Start of Excerpt provided

Now going back to the airport official, ask him what the formal charge is against you. This will determine how long they can detain you without turning you over to the court. You will have a better chance of defending yourself in court with a lawyer, so always move to be transferred to the court’s jurisdiction. Always keep the phone number of your family lawyer handy.
For your reference, here are the relevant provisions that I’ve mentioned throughout the article:
SEC 4-A. Criminal Liability for Planting of Evidence. – Any person who is found guilty of ‘planting’ any explosive or incendiary device or any part, ingredient, machinery, tool or instrument of any explosive or incendiary device, whether chemical, mechanical, electronic, electrical or otherwise, shall suffer the penalty of reclusion perpetua.
“Planting of evidence shall mean the willful act by any person of maliciously and surreptitiously inserting, placing, adding or attaching, directly or indirectly, through any overt or covert act, whatever quantity of any explosive or incendiary device or any part, ingredient, machinery, tool or instrument of any explosive or incendiary device, whether chemical, mechanical, electronic, electrical or otherwise in the person, house, effects or in the immediate vicinity of an innocent individual for the purpose of implicating incriminating or imputing the commission of any violation of this Decree.
Section 12. (1) Any person under investigation for the commission of an offense shall have the right to be informed of his right to remain silent and to have competent and independent counsel preferably of his own choice. If the person cannot afford the services of counsel, he must be provided with one. These rights cannot be waived except in writing and in the presence of counsel.
(2) No torture, force, violence, threat, intimidation, or any other means which vitiate the free will shall be used against him. Secret detention places, solitary, incommunicado, or other similar forms of detention are prohibited.
(3) Any confession or admission obtained in violation of this or Section 17 hereof shall be inadmissible in evidence against him.
(4) The law shall provide for penal and civil sanctions for violations of this section as well as compensation to and rehabilitation of victims of torture or similar practices, and their families.
Section 3. Corrupt practices of public officers. In addition to acts or omissions of public officers already penalized by existing law, the following shall constitute corrupt practices of any public officer and are hereby declared to be unlawful:
(b) Directly or indirectly requesting or receiving any gift, present, share, percentage, or benefit, for himself or for any other person, in connection with any contract or transaction between the Government and any other part, wherein the public officer in his official capacity has to intervene under the law.

End of Excerpt provided

[Task A]: Using the excerpt on airport detention and the relevant legal provisions, list every means that Section 12 (2) names as barred from use against a person under investigation, leaving out the catch-all phrase.
[Task B]: In the excerpt on airport detention and the relevant legal provisions, return the passage from "Section 12. (1)" to "detention are prohibited.", copied word for word.

Start of Record excerpts

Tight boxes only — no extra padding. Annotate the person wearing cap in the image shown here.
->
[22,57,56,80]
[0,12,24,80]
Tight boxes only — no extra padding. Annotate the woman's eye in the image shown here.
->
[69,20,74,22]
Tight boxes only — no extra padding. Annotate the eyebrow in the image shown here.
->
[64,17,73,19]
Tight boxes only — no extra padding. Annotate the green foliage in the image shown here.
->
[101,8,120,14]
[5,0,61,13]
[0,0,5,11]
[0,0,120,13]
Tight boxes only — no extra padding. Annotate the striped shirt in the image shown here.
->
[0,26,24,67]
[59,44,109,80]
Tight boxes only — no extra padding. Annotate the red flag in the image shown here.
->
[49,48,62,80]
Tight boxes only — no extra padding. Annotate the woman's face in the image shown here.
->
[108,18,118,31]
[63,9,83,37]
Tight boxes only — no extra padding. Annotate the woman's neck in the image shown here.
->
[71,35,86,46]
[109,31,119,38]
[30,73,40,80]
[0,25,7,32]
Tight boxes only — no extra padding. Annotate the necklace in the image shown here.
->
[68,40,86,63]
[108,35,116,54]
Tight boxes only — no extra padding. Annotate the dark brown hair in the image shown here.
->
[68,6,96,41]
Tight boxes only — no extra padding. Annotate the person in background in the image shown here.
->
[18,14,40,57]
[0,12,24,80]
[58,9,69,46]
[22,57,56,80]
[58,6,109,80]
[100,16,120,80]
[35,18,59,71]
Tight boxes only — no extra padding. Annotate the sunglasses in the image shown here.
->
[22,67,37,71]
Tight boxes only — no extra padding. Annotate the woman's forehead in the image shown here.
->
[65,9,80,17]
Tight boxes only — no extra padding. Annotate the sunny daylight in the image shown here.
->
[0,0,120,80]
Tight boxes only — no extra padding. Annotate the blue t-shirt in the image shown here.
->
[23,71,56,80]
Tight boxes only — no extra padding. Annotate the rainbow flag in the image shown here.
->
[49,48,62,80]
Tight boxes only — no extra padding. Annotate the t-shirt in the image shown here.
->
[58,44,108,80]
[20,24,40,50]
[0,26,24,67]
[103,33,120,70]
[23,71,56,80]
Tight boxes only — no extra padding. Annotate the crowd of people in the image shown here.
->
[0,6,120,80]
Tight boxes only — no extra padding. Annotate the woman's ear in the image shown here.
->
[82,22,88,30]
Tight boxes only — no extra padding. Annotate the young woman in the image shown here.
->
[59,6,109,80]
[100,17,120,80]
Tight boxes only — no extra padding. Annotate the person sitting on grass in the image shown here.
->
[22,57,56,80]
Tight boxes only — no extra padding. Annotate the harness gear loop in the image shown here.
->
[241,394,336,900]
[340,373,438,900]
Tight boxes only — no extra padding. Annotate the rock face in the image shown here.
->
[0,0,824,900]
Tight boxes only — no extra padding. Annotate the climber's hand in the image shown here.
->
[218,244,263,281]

End of Record excerpts
Start of Record excerpts

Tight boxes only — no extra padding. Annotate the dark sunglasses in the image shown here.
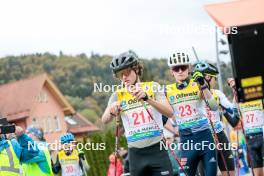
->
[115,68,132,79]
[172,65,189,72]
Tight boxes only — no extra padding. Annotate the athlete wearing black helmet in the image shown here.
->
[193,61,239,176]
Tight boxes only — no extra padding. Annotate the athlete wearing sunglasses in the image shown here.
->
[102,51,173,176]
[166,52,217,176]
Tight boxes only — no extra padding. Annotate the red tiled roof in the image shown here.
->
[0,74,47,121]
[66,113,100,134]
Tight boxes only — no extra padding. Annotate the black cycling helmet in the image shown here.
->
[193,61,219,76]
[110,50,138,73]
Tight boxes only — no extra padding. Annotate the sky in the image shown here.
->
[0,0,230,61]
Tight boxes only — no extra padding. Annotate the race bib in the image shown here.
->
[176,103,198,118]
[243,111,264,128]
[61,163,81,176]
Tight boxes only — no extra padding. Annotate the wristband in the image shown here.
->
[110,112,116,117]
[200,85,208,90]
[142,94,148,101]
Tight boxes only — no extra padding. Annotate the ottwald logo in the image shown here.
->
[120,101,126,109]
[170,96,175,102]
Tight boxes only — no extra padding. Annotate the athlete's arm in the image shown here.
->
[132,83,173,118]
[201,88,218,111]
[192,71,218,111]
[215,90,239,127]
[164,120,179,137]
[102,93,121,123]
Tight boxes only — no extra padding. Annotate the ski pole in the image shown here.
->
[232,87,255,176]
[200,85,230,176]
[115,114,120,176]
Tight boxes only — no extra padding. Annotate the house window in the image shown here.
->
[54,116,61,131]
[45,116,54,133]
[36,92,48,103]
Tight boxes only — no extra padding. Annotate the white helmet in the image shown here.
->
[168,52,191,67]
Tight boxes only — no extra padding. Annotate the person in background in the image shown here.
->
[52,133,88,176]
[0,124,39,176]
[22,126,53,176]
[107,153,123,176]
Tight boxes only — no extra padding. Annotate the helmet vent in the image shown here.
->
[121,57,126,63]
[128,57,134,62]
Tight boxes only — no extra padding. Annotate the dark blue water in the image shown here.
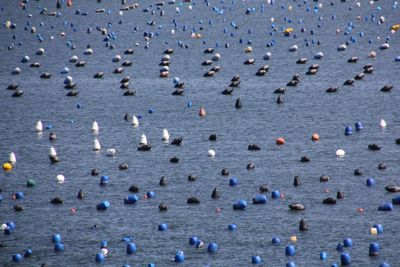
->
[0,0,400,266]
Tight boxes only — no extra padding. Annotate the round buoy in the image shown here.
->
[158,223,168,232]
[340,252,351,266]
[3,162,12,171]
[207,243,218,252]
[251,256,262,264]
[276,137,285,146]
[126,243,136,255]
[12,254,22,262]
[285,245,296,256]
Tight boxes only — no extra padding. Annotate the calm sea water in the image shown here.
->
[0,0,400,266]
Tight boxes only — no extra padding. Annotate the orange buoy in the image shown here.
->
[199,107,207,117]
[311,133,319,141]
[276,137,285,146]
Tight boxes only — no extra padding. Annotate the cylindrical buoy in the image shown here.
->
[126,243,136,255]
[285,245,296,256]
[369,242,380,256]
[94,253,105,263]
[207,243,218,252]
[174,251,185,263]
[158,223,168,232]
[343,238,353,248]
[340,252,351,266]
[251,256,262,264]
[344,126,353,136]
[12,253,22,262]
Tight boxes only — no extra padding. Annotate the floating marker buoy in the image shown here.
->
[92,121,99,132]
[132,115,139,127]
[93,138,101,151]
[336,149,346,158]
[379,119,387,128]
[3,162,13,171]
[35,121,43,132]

End of Record excerpts
Start of Record excerpts

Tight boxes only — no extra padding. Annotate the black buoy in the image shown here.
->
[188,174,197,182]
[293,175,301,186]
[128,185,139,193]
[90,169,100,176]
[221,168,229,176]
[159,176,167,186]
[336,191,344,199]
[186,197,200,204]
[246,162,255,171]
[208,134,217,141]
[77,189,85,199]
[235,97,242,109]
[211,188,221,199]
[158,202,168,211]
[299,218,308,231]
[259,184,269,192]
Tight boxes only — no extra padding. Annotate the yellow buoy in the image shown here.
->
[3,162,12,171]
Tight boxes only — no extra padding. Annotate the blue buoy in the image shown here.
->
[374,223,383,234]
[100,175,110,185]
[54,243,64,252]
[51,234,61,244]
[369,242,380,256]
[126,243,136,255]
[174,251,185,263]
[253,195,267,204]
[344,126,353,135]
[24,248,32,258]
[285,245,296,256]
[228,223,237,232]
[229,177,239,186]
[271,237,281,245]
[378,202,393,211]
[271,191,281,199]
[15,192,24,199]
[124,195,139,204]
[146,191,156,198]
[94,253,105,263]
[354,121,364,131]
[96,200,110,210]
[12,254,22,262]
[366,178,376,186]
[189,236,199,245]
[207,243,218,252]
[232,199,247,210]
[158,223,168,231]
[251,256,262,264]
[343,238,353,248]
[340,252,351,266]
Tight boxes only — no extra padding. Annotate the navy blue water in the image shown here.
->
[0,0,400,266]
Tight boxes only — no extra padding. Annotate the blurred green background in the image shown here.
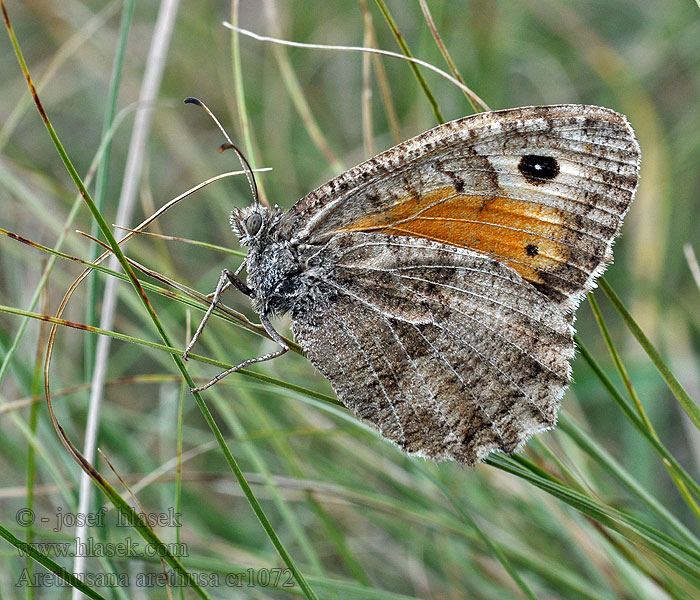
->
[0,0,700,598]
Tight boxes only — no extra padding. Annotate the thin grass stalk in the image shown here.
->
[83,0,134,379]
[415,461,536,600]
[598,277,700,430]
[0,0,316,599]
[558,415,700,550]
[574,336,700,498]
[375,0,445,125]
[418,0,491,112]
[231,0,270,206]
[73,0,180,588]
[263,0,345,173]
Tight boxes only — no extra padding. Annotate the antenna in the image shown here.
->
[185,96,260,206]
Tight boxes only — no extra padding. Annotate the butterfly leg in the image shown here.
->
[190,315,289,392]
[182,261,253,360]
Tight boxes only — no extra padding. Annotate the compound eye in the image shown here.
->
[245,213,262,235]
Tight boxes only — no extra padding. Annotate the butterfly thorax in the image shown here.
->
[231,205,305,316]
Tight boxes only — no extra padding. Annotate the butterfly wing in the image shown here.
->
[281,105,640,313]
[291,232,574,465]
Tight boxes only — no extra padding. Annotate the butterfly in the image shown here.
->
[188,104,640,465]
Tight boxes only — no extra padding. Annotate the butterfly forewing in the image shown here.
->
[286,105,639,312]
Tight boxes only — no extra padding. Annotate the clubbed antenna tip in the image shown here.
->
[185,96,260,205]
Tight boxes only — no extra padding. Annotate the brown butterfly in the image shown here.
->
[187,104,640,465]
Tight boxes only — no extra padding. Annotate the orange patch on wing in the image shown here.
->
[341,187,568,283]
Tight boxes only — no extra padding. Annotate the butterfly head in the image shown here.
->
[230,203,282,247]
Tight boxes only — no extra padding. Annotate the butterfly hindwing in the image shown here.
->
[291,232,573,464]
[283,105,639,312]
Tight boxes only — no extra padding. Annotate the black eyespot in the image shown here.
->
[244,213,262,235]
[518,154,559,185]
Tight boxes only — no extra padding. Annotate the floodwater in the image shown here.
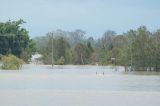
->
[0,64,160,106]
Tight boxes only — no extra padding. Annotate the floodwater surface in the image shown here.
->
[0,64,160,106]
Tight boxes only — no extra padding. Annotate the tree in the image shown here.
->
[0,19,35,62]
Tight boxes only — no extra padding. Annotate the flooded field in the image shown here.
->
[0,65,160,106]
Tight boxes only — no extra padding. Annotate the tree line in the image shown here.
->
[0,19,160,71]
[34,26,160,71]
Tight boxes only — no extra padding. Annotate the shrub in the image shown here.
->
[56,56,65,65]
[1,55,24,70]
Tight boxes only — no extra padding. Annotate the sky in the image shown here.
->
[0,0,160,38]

End of Record excerpts

[Exercise response A]: torture, force, violence, threat, intimidation

[Exercise response B]:
Section 12. (1) Any person under investigation for the commission of an offense shall have the right to be informed of his right to remain silent and to have competent and independent counsel preferably of his own choice. If the person cannot afford the services of counsel, he must be provided with one. These rights cannot be waived except in writing and in the presence of counsel.
(2) No torture, force, violence, threat, intimidation, or any other means which vitiate the free will shall be used against him. Secret detention places, solitary, incommunicado, or other similar forms of detention are prohibited.